[BEGIN EXCERPT PROVIDED]

Prime Minister Andrej Babiš has been re-elected chairman of the ANO party that he founded seven years ago, running unopposed at the party’s congress on Sunday. Polls show Mr. Babiš remains the most popular, trusted politician in parliament, and ANO would win general elections if held today. So, what direction is he looking to take the party – and the country?
Despite facing charges for EU subsidy fraud, accusations of conflict of interest over his Agrofert business empire, and presiding over the first minority government to rely on Communist support since 1989, Slovak-born tycoon-turned-populist politician Andrej Babiš remains comfortably in power.
In his speech to party delegates, Mr. Babiš embraced the mantle of “catch-all-party”, saying ANO’s non-ideological stance had transformed the political scene, and dismissing critics who charge the party – which calls itself a movement – lacks grounding. ANO has programmes for entrepreneurs and employees, pensioners and young families, scientists and athletes, he said. And there’s nothing “weird” about it, a theme he stress in a press conference after the party congress.
“I’d like to say once again that we are in fact a movement for everyone. This is not a new pronouncement. We are a movement without an ideology, a movement that serves everyone and has a programme for everyone. To those political commentators who criticise us a ‘catch-all party’, I say this is a good thing.”
I asked political scientist Jiři Pehe what lies behind this approach – to embrace the “catch-all” label, which, along with “populist” one is often bandied about as a kind of shorthand political pejorative.

[END EXCERPT PROVIDED]

According to the article about Andrej Babiš, how long before his re-election as chairman did he found the ANO party?

[BEGIN DATASET SECTION]

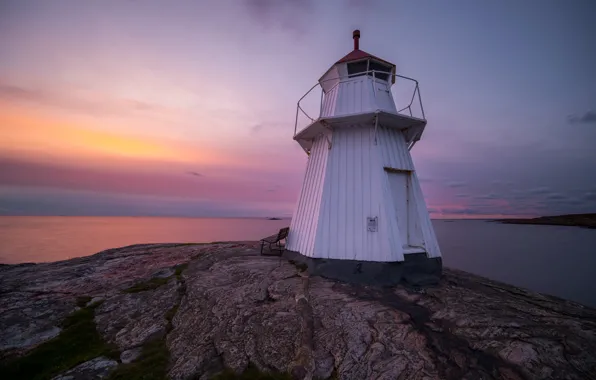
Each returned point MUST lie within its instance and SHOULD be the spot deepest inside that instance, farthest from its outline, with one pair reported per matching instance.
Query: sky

[END DATASET SECTION]

FINISHED ANSWER
Seven years earlier.